Stored items
Segment Open
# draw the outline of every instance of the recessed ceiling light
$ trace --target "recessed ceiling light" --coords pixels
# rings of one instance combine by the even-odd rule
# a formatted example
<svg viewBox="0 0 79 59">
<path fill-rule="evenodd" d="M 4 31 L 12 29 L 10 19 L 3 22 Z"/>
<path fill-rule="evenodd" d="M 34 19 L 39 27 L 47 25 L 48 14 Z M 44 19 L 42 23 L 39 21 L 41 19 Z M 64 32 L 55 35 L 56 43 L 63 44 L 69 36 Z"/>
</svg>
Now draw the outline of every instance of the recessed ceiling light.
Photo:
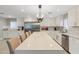
<svg viewBox="0 0 79 59">
<path fill-rule="evenodd" d="M 52 14 L 52 12 L 48 12 L 48 14 Z"/>
<path fill-rule="evenodd" d="M 0 14 L 5 14 L 5 13 L 4 13 L 4 11 L 1 11 L 1 10 L 0 10 Z"/>
<path fill-rule="evenodd" d="M 21 12 L 24 12 L 24 9 L 21 9 Z"/>
<path fill-rule="evenodd" d="M 57 8 L 57 12 L 59 12 L 60 11 L 60 9 L 59 8 Z"/>
<path fill-rule="evenodd" d="M 6 15 L 7 18 L 14 18 L 14 16 Z"/>
<path fill-rule="evenodd" d="M 12 18 L 12 16 L 9 15 L 8 18 Z"/>
</svg>

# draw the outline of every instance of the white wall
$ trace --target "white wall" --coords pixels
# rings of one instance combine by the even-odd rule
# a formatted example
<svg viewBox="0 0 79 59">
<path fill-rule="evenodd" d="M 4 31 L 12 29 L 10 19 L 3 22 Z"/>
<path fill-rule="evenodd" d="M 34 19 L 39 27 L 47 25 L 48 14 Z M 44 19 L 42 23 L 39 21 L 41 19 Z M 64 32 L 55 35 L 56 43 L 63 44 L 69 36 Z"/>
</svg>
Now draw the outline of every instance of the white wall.
<svg viewBox="0 0 79 59">
<path fill-rule="evenodd" d="M 33 22 L 33 21 L 37 21 L 36 17 L 27 17 L 27 18 L 24 18 L 24 22 Z"/>
</svg>

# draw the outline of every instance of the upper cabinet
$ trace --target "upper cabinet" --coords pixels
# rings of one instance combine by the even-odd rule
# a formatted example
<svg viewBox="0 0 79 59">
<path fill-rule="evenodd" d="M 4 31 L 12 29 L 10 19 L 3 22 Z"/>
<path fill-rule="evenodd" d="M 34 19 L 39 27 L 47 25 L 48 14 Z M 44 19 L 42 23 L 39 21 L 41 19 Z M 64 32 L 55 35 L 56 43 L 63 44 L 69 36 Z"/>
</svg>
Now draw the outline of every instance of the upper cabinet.
<svg viewBox="0 0 79 59">
<path fill-rule="evenodd" d="M 77 15 L 76 15 L 77 16 L 77 19 L 76 19 L 76 23 L 77 24 L 76 24 L 76 26 L 79 26 L 79 7 L 77 7 L 77 11 L 76 12 L 77 12 Z"/>
<path fill-rule="evenodd" d="M 79 26 L 79 7 L 75 7 L 68 11 L 68 25 Z"/>
<path fill-rule="evenodd" d="M 56 26 L 63 26 L 63 17 L 62 16 L 56 17 Z"/>
<path fill-rule="evenodd" d="M 56 26 L 56 20 L 55 18 L 45 18 L 40 23 L 41 26 Z"/>
</svg>

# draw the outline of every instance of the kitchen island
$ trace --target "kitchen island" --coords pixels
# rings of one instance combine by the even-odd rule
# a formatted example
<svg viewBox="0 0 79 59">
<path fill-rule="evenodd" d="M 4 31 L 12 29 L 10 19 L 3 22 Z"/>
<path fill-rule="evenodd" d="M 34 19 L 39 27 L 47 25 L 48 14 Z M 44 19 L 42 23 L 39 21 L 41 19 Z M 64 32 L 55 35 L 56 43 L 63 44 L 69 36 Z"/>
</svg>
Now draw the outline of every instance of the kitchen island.
<svg viewBox="0 0 79 59">
<path fill-rule="evenodd" d="M 19 47 L 15 54 L 65 54 L 67 53 L 47 32 L 34 32 Z"/>
</svg>

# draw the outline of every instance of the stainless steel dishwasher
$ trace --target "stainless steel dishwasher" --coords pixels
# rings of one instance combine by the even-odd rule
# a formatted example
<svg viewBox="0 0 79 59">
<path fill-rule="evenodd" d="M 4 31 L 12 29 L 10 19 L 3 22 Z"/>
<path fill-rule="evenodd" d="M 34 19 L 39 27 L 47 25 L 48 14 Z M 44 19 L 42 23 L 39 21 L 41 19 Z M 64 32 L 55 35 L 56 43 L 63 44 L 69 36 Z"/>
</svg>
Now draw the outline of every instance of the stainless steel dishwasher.
<svg viewBox="0 0 79 59">
<path fill-rule="evenodd" d="M 62 47 L 69 52 L 69 36 L 62 34 Z"/>
</svg>

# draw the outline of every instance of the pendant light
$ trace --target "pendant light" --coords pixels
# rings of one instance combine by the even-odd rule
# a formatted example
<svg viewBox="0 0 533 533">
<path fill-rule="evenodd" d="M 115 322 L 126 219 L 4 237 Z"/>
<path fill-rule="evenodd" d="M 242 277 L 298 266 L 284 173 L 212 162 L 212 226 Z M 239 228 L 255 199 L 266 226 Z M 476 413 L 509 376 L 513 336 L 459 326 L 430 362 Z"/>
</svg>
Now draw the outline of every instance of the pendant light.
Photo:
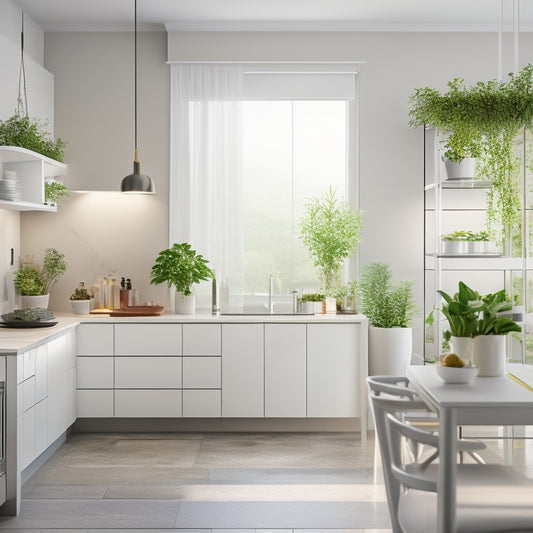
<svg viewBox="0 0 533 533">
<path fill-rule="evenodd" d="M 130 194 L 155 194 L 155 186 L 152 178 L 146 174 L 141 174 L 141 163 L 139 161 L 139 151 L 137 149 L 137 0 L 135 2 L 135 159 L 133 161 L 133 174 L 126 176 L 120 185 L 120 191 Z"/>
</svg>

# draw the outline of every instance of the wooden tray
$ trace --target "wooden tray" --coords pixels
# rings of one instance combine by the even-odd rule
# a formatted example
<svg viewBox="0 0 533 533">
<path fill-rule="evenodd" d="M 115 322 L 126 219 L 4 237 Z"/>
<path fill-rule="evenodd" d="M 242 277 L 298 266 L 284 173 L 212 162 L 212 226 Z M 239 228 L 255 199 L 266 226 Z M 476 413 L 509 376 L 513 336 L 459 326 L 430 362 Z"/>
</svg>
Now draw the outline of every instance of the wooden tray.
<svg viewBox="0 0 533 533">
<path fill-rule="evenodd" d="M 162 315 L 164 309 L 162 305 L 139 305 L 124 309 L 112 309 L 109 311 L 109 316 L 157 316 Z"/>
</svg>

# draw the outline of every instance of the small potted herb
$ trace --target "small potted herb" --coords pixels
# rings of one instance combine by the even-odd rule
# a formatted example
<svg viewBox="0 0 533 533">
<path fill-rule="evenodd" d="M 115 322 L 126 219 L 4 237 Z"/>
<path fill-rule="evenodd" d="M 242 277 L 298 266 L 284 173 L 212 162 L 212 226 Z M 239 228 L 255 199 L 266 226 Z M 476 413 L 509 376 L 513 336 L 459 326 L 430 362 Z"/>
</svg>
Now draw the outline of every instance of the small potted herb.
<svg viewBox="0 0 533 533">
<path fill-rule="evenodd" d="M 324 313 L 326 295 L 322 293 L 302 294 L 302 313 L 306 315 L 321 315 Z"/>
<path fill-rule="evenodd" d="M 70 305 L 75 315 L 88 315 L 91 312 L 91 295 L 83 281 L 80 281 L 79 286 L 70 295 Z"/>
<path fill-rule="evenodd" d="M 441 236 L 442 252 L 445 254 L 486 254 L 493 247 L 487 231 L 453 231 Z"/>
<path fill-rule="evenodd" d="M 197 254 L 187 242 L 174 243 L 171 248 L 159 252 L 152 267 L 150 283 L 166 283 L 176 288 L 176 314 L 192 315 L 196 298 L 192 286 L 213 278 L 209 261 Z"/>
<path fill-rule="evenodd" d="M 68 198 L 67 187 L 57 180 L 48 180 L 44 184 L 44 203 L 47 205 L 59 205 L 60 201 Z"/>
</svg>

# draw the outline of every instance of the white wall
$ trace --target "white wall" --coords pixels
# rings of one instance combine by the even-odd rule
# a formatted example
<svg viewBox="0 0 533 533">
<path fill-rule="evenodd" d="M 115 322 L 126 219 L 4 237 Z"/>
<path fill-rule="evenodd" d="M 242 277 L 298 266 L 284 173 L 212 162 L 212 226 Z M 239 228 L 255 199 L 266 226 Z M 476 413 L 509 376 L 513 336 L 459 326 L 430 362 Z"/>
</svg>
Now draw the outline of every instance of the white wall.
<svg viewBox="0 0 533 533">
<path fill-rule="evenodd" d="M 142 34 L 139 94 L 140 149 L 145 172 L 157 183 L 158 195 L 147 201 L 149 216 L 116 203 L 117 216 L 104 228 L 93 228 L 80 200 L 69 200 L 53 219 L 24 215 L 24 248 L 68 228 L 74 237 L 62 246 L 77 257 L 85 242 L 94 246 L 93 260 L 105 248 L 110 268 L 128 271 L 146 298 L 166 296 L 149 287 L 149 267 L 167 246 L 168 224 L 168 66 L 163 34 Z M 423 168 L 422 132 L 408 126 L 408 97 L 415 87 L 444 88 L 464 77 L 467 83 L 497 74 L 497 36 L 487 33 L 224 33 L 184 32 L 169 35 L 169 59 L 177 61 L 364 61 L 360 66 L 360 200 L 365 211 L 361 265 L 387 261 L 399 279 L 416 280 L 422 302 Z M 521 36 L 521 50 L 533 44 Z M 69 140 L 68 184 L 80 188 L 116 190 L 129 172 L 132 146 L 131 35 L 54 33 L 45 37 L 45 64 L 56 80 L 56 133 Z M 522 58 L 521 64 L 527 62 Z M 509 70 L 509 69 L 506 69 Z M 70 203 L 72 202 L 72 203 Z M 79 210 L 78 210 L 79 209 Z M 100 220 L 105 210 L 93 205 Z M 50 222 L 53 220 L 54 222 Z M 112 227 L 111 227 L 112 225 Z M 82 228 L 82 230 L 80 230 Z M 133 231 L 139 233 L 135 245 Z M 141 231 L 142 229 L 142 231 Z M 117 238 L 118 236 L 118 238 Z M 122 239 L 121 239 L 122 237 Z M 112 239 L 112 240 L 111 240 Z M 59 244 L 62 244 L 58 241 Z M 31 246 L 30 246 L 31 245 Z M 137 251 L 141 250 L 142 258 Z M 96 273 L 76 270 L 68 284 L 57 287 L 52 302 L 66 302 L 79 279 Z M 92 264 L 91 263 L 91 264 Z M 103 269 L 101 274 L 106 274 Z M 159 291 L 159 292 L 158 292 Z M 60 300 L 60 301 L 59 301 Z M 60 308 L 60 307 L 57 307 Z M 418 324 L 418 345 L 421 344 Z"/>
</svg>

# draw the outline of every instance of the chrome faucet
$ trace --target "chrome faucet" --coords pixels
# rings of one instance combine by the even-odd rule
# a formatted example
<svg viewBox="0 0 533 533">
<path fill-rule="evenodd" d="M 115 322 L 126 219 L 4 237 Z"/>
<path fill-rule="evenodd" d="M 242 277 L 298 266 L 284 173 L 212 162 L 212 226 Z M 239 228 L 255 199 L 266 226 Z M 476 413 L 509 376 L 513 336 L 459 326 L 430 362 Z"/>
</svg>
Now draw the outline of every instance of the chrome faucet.
<svg viewBox="0 0 533 533">
<path fill-rule="evenodd" d="M 272 300 L 272 295 L 274 294 L 274 276 L 270 274 L 269 277 L 269 286 L 268 286 L 268 312 L 274 314 L 274 302 Z"/>
</svg>

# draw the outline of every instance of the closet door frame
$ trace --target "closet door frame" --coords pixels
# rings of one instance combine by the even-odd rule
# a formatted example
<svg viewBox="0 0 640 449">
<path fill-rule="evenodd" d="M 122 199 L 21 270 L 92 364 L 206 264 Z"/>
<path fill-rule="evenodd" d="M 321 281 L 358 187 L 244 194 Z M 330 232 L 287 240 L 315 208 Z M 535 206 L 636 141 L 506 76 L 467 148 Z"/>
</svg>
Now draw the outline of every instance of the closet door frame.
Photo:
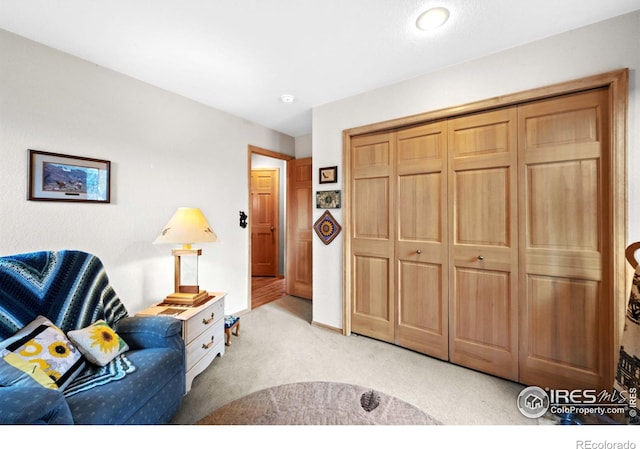
<svg viewBox="0 0 640 449">
<path fill-rule="evenodd" d="M 345 179 L 351 179 L 351 139 L 355 136 L 368 134 L 373 132 L 390 131 L 397 128 L 418 125 L 434 120 L 442 120 L 453 118 L 463 114 L 472 112 L 482 112 L 491 109 L 502 108 L 506 106 L 514 106 L 529 101 L 552 98 L 569 93 L 576 93 L 595 88 L 607 87 L 609 89 L 610 101 L 610 166 L 607 179 L 610 181 L 608 186 L 611 192 L 611 202 L 608 204 L 609 209 L 606 211 L 606 217 L 611 220 L 611 229 L 613 230 L 613 248 L 611 248 L 610 260 L 611 266 L 606 267 L 608 276 L 611 279 L 610 291 L 613 297 L 611 311 L 612 316 L 612 360 L 609 361 L 612 372 L 615 372 L 617 364 L 617 352 L 620 346 L 620 336 L 624 326 L 624 316 L 626 309 L 626 301 L 628 299 L 627 291 L 629 282 L 631 281 L 632 271 L 625 259 L 625 248 L 627 245 L 627 103 L 628 103 L 628 84 L 629 70 L 627 68 L 619 69 L 607 73 L 584 77 L 568 82 L 558 83 L 550 86 L 534 88 L 518 93 L 502 95 L 478 102 L 467 103 L 461 106 L 455 106 L 446 109 L 426 112 L 423 114 L 412 115 L 393 119 L 389 121 L 374 123 L 370 125 L 360 126 L 356 128 L 346 129 L 342 132 L 343 141 L 343 167 Z M 351 246 L 350 237 L 352 230 L 349 227 L 350 209 L 351 209 L 351 192 L 349 182 L 345 182 L 343 191 L 343 216 L 345 227 L 343 232 L 344 249 L 343 249 L 343 335 L 351 334 L 351 293 L 353 291 L 351 273 Z"/>
</svg>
Segment Closed
● DESCRIPTION OF THE TASK
State how many lines above contain the word "recessed", and nothing more.

● TASK OUTPUT
3